- TASKS
1. Translate this sentence from the artist profile into French: "The presumption of my failure was what I found most bewildering."
2. Quote the artist profile word for word, everything from "Read her full" down to "what you do?".

Ria Czerniak LeBov – visual artist + musician

Ria recording her music

Ria Czerniak-Le Bov is a visual artist and musician, someone whose drive to create finds outlet in many different forms but with one unifying force. That force is Ria’s clarity of vision – the way she looks at the world from sometimes startlingly original angles, and her extraordinary ability to capture with images, words, and melodies, the beauty and strangeness that she sees.

Gigging in Dublin since the age of seventeen, Ria released her album, Souvenir, in 2012, at a time that she was also studying full time at the National College of Art and design. Her work has been exhibited at Graphic Studio Gallery, RHA, RUA, Dunamaise Arts Centre, NUI Maynooth, St. Patrick’s Hospital, Impressions Print Biennale, Halftone Print Fair and Courthouse Arts Centre among others. 

She tells Sonnets and Dirty Dishes: “I have a compulsion to create. I think the fact that my creative outputs are so varied helps to keep me inspired and motivated.

“Someone once asked me ‘Do you not think that if you’d just stuck to one thing, you might have been successful by now?’ The presumption of my failure was what I found most bewildering. I always think that if I can truly stand behind something I have created and know it is communicating what I intended it to, then it has ultimately succeeded.”

Read her full interview below.

BEGINNINGS:

In this section we ask artists to talk about what started them down the road they are on – how did it begin? On Sonnets and Dirty Dishes, we want to explore what motivates people to take the leap from dreaming, to doing. We ask: Can you tell us what drives you to do what you do?

RIA: “I feel like every creative has ‘the thing’. The ‘thing’ is different for each of us. It’s what drives us to create, what defines success or failure when reviewing our work. After years of working in a multitude of different media I think I’ve distilled mine down to its essence: communication.

I was one of those kids who made up long, elaborate stories and illustrated them, who was in every school play. I wrote poems and songs and sewed costumes for my dolls. My sister, my best friend and I used to put on shows in our living room and charge family, friends and neighbours in to see us recite our verses, sing and dance in our mad attire. I was very lucky, looking back that my mother nurtured that tendency so early. She had endless interest in every one of my creative endeavours. The thread that ran through each of them, that still runs through every song I write and image I create, is storytelling. I am forever attempting to set a scene, to lend a narrative credibility, to take the viewer or listener some place with me.

“My uncle and my aunt were probably the first adults I knew whose ‘real’ jobs were in the arts.”

- RECORDED DATA
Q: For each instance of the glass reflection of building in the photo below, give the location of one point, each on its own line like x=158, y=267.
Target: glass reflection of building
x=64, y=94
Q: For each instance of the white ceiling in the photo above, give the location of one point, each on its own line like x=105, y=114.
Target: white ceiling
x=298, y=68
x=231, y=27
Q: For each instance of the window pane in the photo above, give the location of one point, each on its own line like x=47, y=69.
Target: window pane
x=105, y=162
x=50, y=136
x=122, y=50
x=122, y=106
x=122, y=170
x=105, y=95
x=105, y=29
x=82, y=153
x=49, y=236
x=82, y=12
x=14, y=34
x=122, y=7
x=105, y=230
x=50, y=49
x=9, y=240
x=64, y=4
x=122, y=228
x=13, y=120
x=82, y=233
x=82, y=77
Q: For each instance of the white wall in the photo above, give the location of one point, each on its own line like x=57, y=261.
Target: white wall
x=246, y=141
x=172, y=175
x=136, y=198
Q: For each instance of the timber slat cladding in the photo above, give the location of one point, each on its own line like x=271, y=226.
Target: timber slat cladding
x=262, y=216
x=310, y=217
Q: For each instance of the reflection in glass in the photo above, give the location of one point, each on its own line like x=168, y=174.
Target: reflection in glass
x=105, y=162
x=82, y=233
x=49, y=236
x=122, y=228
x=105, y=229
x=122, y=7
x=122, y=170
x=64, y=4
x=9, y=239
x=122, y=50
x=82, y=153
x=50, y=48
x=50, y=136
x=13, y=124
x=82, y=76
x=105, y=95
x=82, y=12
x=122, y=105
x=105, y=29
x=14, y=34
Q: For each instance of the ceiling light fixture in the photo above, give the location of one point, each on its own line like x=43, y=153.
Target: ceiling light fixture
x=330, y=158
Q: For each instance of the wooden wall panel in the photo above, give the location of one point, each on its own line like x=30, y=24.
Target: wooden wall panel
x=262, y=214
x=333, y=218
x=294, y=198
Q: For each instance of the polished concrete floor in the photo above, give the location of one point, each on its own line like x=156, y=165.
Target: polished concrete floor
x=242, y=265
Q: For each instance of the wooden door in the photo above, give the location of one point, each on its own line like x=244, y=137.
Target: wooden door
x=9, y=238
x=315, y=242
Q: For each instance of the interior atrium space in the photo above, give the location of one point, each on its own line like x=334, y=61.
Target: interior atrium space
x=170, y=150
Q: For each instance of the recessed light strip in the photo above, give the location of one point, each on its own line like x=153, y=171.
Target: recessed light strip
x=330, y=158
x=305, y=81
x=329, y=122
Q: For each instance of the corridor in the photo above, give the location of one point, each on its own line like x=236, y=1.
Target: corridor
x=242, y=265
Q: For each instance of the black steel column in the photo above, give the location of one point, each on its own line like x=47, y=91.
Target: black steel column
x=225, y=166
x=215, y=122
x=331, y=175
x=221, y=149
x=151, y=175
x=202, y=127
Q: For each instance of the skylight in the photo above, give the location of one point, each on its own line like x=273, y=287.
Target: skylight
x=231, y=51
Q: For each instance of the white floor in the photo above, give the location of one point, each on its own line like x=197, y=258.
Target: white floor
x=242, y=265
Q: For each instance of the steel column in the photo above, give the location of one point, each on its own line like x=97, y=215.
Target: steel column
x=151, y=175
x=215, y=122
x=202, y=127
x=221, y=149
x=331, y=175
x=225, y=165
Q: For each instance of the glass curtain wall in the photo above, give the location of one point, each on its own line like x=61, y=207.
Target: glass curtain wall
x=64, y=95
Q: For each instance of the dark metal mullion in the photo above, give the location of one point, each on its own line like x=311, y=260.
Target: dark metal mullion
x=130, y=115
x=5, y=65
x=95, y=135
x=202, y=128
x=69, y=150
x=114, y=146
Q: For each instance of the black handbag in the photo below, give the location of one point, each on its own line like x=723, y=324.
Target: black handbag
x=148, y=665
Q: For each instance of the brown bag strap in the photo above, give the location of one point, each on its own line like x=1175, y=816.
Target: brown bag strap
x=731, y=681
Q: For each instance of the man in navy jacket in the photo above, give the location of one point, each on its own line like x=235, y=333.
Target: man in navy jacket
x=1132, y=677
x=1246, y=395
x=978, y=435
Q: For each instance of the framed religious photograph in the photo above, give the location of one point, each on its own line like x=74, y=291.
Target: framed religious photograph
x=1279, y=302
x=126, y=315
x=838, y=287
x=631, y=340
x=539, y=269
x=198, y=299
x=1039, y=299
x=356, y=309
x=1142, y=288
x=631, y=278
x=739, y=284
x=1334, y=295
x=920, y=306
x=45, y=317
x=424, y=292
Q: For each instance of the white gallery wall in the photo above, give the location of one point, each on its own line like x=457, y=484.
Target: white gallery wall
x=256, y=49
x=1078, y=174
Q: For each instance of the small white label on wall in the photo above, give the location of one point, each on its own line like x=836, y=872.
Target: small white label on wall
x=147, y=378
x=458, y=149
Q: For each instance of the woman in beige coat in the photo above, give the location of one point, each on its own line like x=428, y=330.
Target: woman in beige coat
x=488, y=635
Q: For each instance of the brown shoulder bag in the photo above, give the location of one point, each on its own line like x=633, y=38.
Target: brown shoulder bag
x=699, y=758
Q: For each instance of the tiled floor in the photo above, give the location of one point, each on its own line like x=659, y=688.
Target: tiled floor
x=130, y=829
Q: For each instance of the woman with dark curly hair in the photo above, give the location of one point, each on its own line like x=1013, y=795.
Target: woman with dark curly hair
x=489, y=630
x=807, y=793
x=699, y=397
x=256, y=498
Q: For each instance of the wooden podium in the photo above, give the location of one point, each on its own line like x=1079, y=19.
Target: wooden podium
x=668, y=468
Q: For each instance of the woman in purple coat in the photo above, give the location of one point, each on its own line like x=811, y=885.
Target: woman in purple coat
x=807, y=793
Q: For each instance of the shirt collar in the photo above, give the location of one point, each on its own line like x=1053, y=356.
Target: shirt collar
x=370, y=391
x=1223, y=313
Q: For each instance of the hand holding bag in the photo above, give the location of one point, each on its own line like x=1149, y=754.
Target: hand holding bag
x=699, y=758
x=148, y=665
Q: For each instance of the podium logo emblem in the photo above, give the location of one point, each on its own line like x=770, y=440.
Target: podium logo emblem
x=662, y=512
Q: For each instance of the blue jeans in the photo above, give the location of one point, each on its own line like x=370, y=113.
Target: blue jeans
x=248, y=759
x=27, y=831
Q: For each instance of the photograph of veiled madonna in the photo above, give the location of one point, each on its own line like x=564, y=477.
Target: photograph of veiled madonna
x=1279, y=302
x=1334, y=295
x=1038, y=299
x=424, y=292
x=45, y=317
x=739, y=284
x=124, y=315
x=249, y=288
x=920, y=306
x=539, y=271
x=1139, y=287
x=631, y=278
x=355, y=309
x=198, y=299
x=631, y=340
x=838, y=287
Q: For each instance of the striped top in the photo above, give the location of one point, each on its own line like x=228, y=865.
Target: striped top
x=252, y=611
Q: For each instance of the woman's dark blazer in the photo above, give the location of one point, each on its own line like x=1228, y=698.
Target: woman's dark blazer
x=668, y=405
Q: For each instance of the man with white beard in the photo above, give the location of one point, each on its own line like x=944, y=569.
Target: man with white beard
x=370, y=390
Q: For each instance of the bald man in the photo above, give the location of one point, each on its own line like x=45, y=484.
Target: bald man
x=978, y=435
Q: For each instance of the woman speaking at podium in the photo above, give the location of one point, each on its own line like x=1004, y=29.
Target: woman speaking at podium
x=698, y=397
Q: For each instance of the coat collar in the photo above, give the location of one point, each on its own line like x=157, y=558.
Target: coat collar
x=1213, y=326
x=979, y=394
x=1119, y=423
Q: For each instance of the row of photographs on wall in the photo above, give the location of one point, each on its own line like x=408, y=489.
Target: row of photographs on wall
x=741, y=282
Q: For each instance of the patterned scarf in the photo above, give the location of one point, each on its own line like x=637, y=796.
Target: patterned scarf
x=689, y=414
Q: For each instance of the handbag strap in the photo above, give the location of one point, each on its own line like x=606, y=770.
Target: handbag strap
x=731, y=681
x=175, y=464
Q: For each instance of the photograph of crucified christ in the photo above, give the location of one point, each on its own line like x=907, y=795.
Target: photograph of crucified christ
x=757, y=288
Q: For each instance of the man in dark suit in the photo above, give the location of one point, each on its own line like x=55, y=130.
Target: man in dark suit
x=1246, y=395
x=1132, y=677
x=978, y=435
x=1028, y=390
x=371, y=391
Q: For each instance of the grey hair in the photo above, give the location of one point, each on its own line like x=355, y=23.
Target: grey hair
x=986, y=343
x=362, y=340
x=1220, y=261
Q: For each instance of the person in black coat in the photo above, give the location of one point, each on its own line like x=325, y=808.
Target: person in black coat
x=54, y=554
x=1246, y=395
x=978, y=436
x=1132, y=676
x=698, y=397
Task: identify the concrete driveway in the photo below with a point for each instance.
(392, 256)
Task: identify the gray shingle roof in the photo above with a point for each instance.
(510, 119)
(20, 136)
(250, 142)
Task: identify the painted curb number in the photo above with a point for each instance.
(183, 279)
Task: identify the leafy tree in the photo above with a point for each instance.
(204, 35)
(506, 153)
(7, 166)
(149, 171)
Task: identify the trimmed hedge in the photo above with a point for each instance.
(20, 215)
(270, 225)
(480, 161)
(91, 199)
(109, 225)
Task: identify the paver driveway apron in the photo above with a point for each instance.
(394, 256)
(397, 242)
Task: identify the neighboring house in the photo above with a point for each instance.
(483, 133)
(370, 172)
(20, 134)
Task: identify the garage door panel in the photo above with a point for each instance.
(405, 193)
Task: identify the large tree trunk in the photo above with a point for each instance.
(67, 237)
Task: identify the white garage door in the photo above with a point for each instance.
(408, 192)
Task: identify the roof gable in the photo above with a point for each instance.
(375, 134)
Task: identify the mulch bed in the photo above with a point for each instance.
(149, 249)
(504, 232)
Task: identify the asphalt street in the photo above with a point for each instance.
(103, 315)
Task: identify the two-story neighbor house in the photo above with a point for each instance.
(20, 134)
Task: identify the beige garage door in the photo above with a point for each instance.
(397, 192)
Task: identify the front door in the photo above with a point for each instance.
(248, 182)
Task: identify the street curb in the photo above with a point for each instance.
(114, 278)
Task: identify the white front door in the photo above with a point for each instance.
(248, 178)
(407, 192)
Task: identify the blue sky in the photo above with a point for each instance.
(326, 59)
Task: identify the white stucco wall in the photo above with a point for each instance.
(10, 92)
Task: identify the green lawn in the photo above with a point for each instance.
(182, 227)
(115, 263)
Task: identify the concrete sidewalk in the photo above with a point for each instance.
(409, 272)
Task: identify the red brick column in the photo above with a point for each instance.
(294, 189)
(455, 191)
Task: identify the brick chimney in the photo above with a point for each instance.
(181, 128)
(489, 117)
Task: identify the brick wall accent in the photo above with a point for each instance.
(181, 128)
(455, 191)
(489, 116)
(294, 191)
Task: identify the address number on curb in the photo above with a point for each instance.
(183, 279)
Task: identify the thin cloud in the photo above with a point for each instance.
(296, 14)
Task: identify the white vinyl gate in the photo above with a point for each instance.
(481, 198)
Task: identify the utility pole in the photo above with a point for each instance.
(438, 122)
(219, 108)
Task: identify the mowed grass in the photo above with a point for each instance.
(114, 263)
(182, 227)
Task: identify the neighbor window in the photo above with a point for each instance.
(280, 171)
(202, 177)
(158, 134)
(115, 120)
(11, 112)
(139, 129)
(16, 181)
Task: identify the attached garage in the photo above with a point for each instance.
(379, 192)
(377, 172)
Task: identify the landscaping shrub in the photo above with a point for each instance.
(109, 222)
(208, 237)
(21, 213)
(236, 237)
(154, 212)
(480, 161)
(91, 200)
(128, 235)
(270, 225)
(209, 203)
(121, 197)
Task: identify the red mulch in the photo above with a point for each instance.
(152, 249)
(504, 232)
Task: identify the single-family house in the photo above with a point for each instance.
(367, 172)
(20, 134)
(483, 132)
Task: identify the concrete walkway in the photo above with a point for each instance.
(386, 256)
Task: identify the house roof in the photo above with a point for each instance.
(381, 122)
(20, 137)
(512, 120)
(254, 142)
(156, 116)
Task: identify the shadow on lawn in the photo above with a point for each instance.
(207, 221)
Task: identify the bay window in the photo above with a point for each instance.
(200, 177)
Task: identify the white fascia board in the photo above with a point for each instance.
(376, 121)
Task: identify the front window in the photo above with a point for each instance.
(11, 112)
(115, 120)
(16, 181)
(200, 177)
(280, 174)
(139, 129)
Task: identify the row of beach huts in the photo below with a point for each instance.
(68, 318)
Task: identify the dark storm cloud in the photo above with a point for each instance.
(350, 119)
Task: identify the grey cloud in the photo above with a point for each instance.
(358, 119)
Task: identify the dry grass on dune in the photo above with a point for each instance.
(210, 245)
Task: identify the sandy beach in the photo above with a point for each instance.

- EXERCISE ANSWERS
1. C'est la présomption de mon échec qui m'a le plus déconcertée.

2.
Read her full interview below.

BEGINNINGS:

In this section we ask artists to talk about what started them down the road they are on – how did it begin? On Sonnets and Dirty Dishes, we want to explore what motivates people to take the leap from dreaming, to doing. We ask: Can you tell us what drives you to do what you do?